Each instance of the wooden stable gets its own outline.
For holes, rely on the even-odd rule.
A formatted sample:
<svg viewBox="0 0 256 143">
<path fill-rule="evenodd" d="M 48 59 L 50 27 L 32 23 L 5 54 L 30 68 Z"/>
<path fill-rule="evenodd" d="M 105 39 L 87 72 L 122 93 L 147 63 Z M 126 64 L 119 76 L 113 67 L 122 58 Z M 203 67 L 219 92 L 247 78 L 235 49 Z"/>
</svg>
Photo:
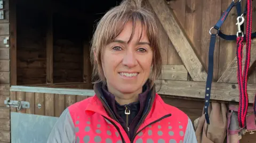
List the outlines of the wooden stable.
<svg viewBox="0 0 256 143">
<path fill-rule="evenodd" d="M 158 88 L 159 80 L 163 82 L 158 93 L 192 121 L 201 116 L 204 103 L 209 31 L 231 1 L 146 0 L 161 31 L 164 66 L 163 76 L 156 83 Z M 94 95 L 90 40 L 97 20 L 119 1 L 97 1 L 89 5 L 78 0 L 0 1 L 1 143 L 11 142 L 11 112 L 58 117 L 68 106 Z M 256 1 L 253 9 L 255 31 Z M 221 27 L 223 33 L 236 33 L 236 18 L 234 9 Z M 247 89 L 250 103 L 256 93 L 256 40 L 253 41 Z M 236 49 L 236 41 L 217 38 L 212 102 L 239 101 Z M 7 107 L 7 98 L 28 102 L 30 107 L 19 111 Z M 245 137 L 241 142 L 256 139 L 249 133 Z"/>
</svg>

═══

YOUR OBJECTIVE =>
Reproduce the listing with every occurrence of "wooden stable" replaced by "timber barn" and all other text left unchanged. Omit the pictures from your answer.

SOLUTION FOR THIS TASK =>
Each instance of the timber barn gets its own outline.
For holes, rely on the even-odd rule.
A formatted sample:
<svg viewBox="0 0 256 143">
<path fill-rule="evenodd" d="M 48 59 L 50 27 L 32 23 L 5 54 L 30 68 Z"/>
<path fill-rule="evenodd" d="M 105 39 L 87 72 L 122 93 L 147 63 Z M 126 64 L 119 76 L 113 67 L 122 58 Z M 203 67 L 219 92 L 247 78 L 235 49 Z"/>
</svg>
Photo:
List the outlines of the timber barn.
<svg viewBox="0 0 256 143">
<path fill-rule="evenodd" d="M 158 88 L 159 80 L 163 82 L 158 93 L 192 121 L 201 116 L 204 103 L 209 31 L 231 1 L 146 0 L 161 31 L 164 66 L 163 76 L 156 83 Z M 94 95 L 90 40 L 97 20 L 119 1 L 97 1 L 89 5 L 78 0 L 0 1 L 1 143 L 11 142 L 11 112 L 58 117 L 68 106 Z M 256 1 L 253 9 L 255 31 Z M 221 27 L 223 33 L 236 33 L 236 18 L 234 9 Z M 247 89 L 250 103 L 256 93 L 256 40 L 253 41 Z M 236 49 L 236 41 L 217 38 L 212 102 L 239 101 Z M 7 107 L 7 98 L 28 102 L 30 107 L 19 111 Z M 245 137 L 241 142 L 256 139 L 249 133 Z"/>
</svg>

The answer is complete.